◆ EXTRACTED TEXT ◆
§ §
Remember, being married is one of the ways to get a PhD in being a person. And, of course, getting a PhD is never a walk in the park.

3 comments

  1. I hope you run. If it’s an electoral process I’ll vote for you. I imagine that would be conducted through prayer, which is as private as the voting booth. I just spent the weekend imagining the menu for my imaginary diner, which includes Trump Toast and Senate Hash. Now I’m going to be imagining the campaign of someone running for God, which is going to be really fun. I’m also planning on picking a fight with my husband about whether fishing or rock climbing is better. As always, I appreciate your musings on marriage and therapy.

    1. Dear Carolyn,
      Good to hear from you during quarantine. Your playful tone is refreshing. And if I were to run for office, I cannot imagine a better campaign manager than you. What follows is a lengthy comment on your comment.
      It sounds like you found a way to be nourished by these ideas. Much of what I am saying here is aimed at creating experience. Therapists tend to be good at using language to describe experience. That language is more practical and static. I am always looking around for ways to use language to create experience. That could be to say using language to stimulate reflection and that leads to therapeutic experiencing.
      What I heard, although it took a while to get to me, is that when Carl died in 1995, God decided not to retire. He probably has Carl around as a consultant. So naturally I gave up my aspirations.
§ §
◆ INFORMATION SUPPLIED ◆
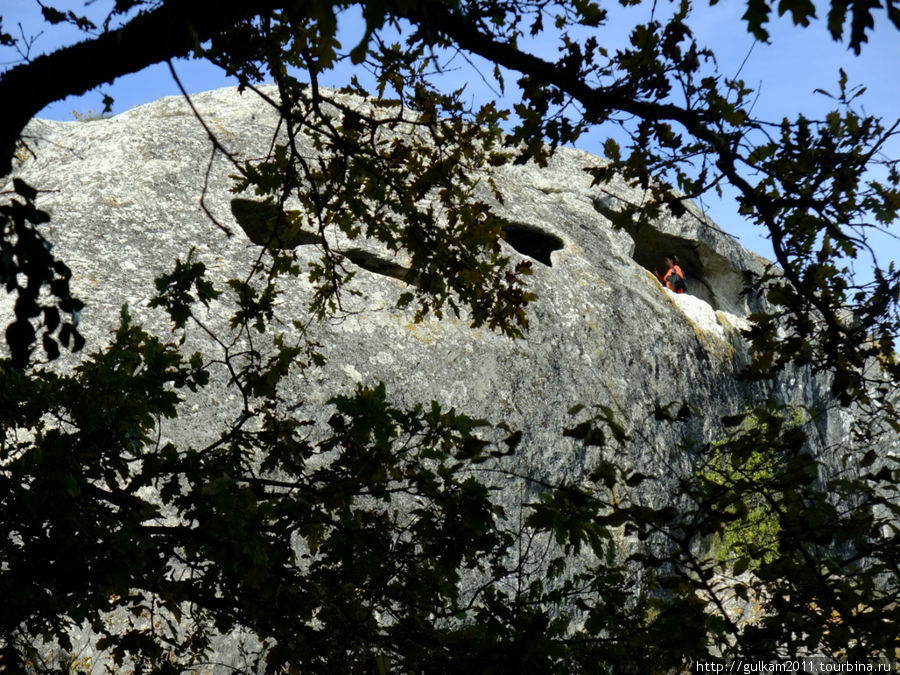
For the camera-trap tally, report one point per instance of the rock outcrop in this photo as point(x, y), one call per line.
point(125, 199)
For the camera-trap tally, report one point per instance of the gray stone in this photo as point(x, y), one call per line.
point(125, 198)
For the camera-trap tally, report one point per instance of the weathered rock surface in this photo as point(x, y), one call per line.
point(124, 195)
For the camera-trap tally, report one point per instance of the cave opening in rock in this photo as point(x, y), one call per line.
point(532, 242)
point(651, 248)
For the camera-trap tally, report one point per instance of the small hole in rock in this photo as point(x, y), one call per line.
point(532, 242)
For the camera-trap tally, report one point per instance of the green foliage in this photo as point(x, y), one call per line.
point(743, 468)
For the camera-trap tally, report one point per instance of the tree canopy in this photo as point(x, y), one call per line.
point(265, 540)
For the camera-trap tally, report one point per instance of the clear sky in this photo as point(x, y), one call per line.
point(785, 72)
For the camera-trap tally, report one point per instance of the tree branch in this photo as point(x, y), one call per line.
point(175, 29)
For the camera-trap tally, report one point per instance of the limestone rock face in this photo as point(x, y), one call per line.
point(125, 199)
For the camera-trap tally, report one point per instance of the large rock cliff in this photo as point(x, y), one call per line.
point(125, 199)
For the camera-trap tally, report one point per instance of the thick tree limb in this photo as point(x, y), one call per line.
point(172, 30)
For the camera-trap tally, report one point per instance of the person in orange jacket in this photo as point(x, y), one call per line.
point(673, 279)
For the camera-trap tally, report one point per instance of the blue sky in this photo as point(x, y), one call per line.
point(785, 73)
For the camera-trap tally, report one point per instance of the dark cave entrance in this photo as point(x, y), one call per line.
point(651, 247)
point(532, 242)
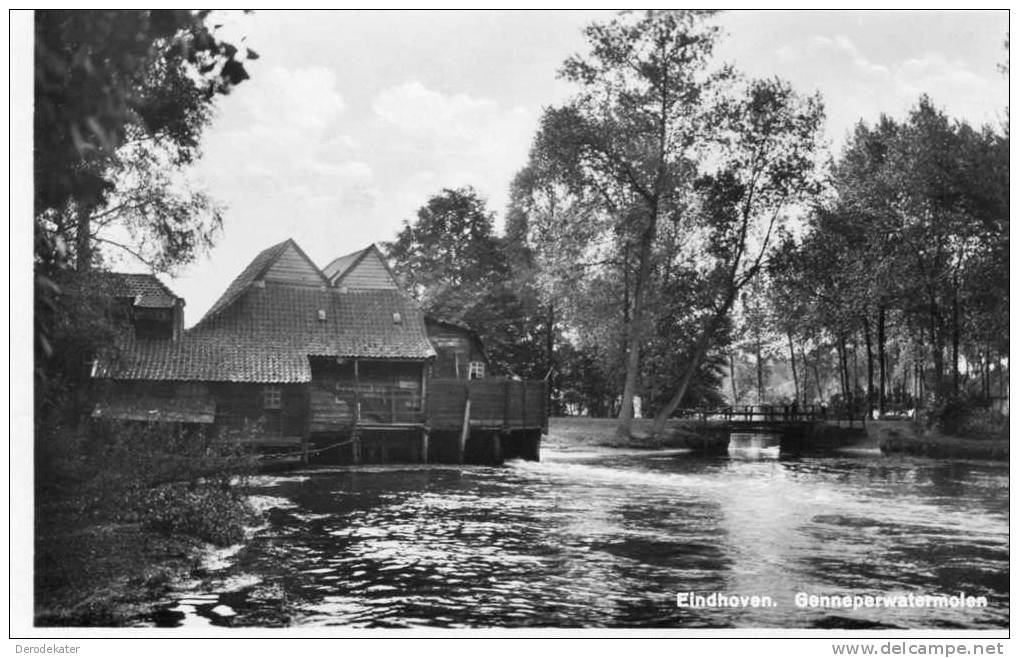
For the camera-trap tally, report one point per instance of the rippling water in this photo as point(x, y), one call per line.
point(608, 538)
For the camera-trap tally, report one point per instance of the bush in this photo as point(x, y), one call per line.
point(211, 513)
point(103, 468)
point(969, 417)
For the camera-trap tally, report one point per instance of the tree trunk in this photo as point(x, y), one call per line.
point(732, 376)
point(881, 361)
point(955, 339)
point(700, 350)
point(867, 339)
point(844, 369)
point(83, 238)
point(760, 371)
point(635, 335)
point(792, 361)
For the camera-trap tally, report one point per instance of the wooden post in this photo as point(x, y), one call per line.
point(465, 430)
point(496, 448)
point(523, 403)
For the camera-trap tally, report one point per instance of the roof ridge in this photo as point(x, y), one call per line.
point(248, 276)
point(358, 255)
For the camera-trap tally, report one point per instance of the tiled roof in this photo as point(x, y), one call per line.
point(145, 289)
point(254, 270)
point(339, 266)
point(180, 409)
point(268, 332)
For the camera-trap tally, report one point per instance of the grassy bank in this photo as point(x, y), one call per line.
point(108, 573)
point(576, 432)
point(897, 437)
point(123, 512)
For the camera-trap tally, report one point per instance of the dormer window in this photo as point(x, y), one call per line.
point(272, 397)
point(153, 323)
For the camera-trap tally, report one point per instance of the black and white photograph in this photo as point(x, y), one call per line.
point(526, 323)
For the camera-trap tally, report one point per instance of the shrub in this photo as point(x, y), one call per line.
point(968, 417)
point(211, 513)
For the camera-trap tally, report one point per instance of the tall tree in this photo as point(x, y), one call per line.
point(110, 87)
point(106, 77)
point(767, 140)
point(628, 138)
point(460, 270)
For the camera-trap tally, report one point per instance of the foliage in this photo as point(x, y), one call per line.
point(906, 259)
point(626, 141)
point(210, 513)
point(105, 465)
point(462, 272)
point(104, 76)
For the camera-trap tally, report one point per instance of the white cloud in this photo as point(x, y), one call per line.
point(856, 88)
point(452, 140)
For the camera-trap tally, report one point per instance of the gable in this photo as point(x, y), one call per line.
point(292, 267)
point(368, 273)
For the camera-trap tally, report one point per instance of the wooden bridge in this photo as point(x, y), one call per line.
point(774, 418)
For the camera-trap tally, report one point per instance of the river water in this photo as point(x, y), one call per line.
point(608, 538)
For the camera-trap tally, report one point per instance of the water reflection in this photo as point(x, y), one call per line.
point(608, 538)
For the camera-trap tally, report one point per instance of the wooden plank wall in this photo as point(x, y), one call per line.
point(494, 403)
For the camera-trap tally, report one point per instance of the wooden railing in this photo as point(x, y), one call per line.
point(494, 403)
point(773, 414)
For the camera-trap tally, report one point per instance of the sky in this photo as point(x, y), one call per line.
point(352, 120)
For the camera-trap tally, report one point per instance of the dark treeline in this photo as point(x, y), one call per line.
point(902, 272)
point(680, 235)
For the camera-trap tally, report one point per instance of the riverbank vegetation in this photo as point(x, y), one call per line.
§ §
◆ PROMPT 1 ◆
Duplicate the part of the blog excerpt that runs from "What I heard, although" up to and including "up my aspirations.".
◆ PROMPT 2 ◆
Answer these questions using the blog excerpt:
(a) Besides Trump Toast, what dish is on the menu of the commenter's imaginary diner?
(b) In what year did Carl die, according to the reply?
(c) What does the commenter plan to pick a fight about?
The records were taken from a separate source.

◆ RESPONSE AREA 1 ◆
What I heard, although it took a while to get to me, is that when Carl died in 1995, God decided not to retire. He probably has Carl around as a consultant. So naturally I gave up my aspirations.

◆ RESPONSE AREA 2 ◆
(a) Senate Hash
(b) 1995
(c) Whether fishing or rock climbing is better